▶ [Prompt]
Carry on the essay about insisting on paying full fare on the New Haven train, starting right after its final sentence.

▶ [Excerpted passage]
# # # # #

Here’s a dilemma few people face and perhaps even fewer recognize as a dilemma.
When my parents lived in Connecticut, I used to take the New Haven train from New York’s Grand Central Terminal to Stamford, where they’d pick me up and drive to their home a few towns north. I’d set off from home with my white cane, but inside Grand Central I’d need to wait for a thoughtful passerby to direct me. I’d stand, put on a perplexed look and hope my cane would invite an offer of assistance. Invariably it did, if not always right away.
Once the good Samaritan appeared, the first step was to find the departures board and determine the platform for my train. Second step: find that platform. Both steps accomplished, I’d thank the person because I could handle the third step on my own: walking along the platform in search of opened doors. I could also handle the fourth step, entering the car. But then there was the fifth: locating an empty seat.
It was a relief when someone said, “The seat there is free.” I could only guess where “there” was, but between my turning in the possible direction and a verbal correction from the helpful passenger, I’d finally sit down.
Deep breath. Uncertainty, combined with the inescapable necessity of obtaining aid, contributed mightily to my anxiety around independence.
The dilemma arose when the ticket collector announced his arrival at the back of the car. I kept my cane unfolded for this moment to make sure he knew to address me in a way I’d recognize. (Yes, it was always a man.) When I said I hadn’t yet bought a ticket, he’d ask where I was going. Then he’d say the fare for you is such-and-such. It was substantially less than full fare.
“I’ll pay full fare,” I’d say.
There might be a pause. The man might ask, “Sure?” Or he’d say nothing, and I’d feel awkward. I imagined my fellow passengers gawking in incredulity. No one said anything, and I was in no position to assess the looks any of them gave me. Maybe I was merely was projecting.
Why was I making an issue out of a simple transaction? Why wasn’t I, like everyone else, eager for a break? Why was I pushing back against good intentions? Why was I ungrateful?
If I knew a store was going to put something I wanted on sale the following week, I’d wait the week to buy it. If a flight was cheaper one day of the week than another, I’d fly on the cheaper day. But on the New Haven train, I was making a public assertion that disability alone didn’t require special favors.

# # # # #

▶ [Supplied information]

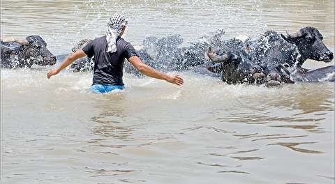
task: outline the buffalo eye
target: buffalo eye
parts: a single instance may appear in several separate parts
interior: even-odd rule
[[[307,41],[310,43],[314,43],[314,41],[315,40],[315,38],[311,36],[307,36],[306,37],[305,37],[305,38]]]

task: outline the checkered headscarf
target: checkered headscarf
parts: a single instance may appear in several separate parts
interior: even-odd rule
[[[121,13],[116,13],[107,20],[106,40],[108,44],[107,52],[117,52],[117,38],[120,36],[122,27],[127,24],[127,18]]]

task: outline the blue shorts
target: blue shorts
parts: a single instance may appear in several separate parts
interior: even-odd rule
[[[91,86],[89,89],[96,93],[105,93],[114,89],[122,90],[124,88],[124,86],[94,84]]]

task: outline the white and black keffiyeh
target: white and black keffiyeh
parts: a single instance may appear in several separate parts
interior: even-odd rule
[[[121,13],[116,13],[107,20],[107,52],[117,52],[117,38],[120,36],[122,27],[128,24],[128,20]]]

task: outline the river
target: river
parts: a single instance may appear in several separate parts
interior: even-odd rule
[[[1,38],[38,34],[55,54],[130,20],[125,39],[216,29],[227,39],[313,26],[334,51],[334,1],[3,0]],[[334,65],[308,61],[304,67]],[[91,72],[1,70],[3,183],[334,183],[334,83],[228,85],[192,72],[184,85],[124,76],[89,92]],[[171,73],[173,74],[173,73]]]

# # # # #

▶ [Exercise output]
Still, I had misgivings. I could afford to pay full fare, while many other disabled people were denied jobs. I was among the reportedly twenty percent of blind people who were gainfully employed. From that point of view, I was making a statement about myself, not about disabled people in general. Could my stand be construed as claiming I was better than most disabled people?
Often as not, the ticket collector would say something like, “Okay. No problem.” Sometimes, I sensed through his tone of voice that he got it. I’d hand him the money and he’d put my ticket in the ticket pocket at the top of my seat. I’d feel tension drain out of me. Then I’d fold my cane and put on headphones to read a book.
Perhaps what I’m writing about is less independence than dignity. When all else fails, dignity is there if we choose to summon it. An injured player carried by stretcher off the field asserts their dignity when they wave reassuringly at their fans. An old man hobbling around on a walking stick restores his dignity when he engages neighbors in friendly conversation. After a beloved spouse dies, the one left behind regains composure on resolving to move on in life. A farmer who grows too old for the work finds a new purpose for the land in environmental preservation. A political candidate reasserts their dignity when they bow graciously to the democratic process.
When President Franklin Roosevelt and Congress created Social Security in 1935, they feared the program’s being later dismantled if the benefits applied only to people meeting income requirements. For that reason, they made everyone over 65 eligible so that even wealthy people would grow accustomed to the extra money and wouldn’t want to lose it.
By contrast, transit fare discounts for elderly people in, for example, New York, require those eligible to make a choice. Public transportation is a necessity for many elderly people, whether for making hospital appointments or maintaining social connections, and many, if not most, need the benefit. Perhaps to be consistent with my personal stand on disability-related discounted fares, I have not applied for it. Yet why turn down anything that makes me better off? After all, my taxes are paying for these discounts. Knowing my logic is wobbly, I don’t judge others, even friends who could readily afford full fares.
I still ask myself whether, back in my New Haven railroad days, my full-fare stand could have indirectly hurt the image of other disabled people. Was I right to declare that I sought only the assistance I needed?
In the end, looking back on those train trips, I’m proud of my younger self for acting on principle.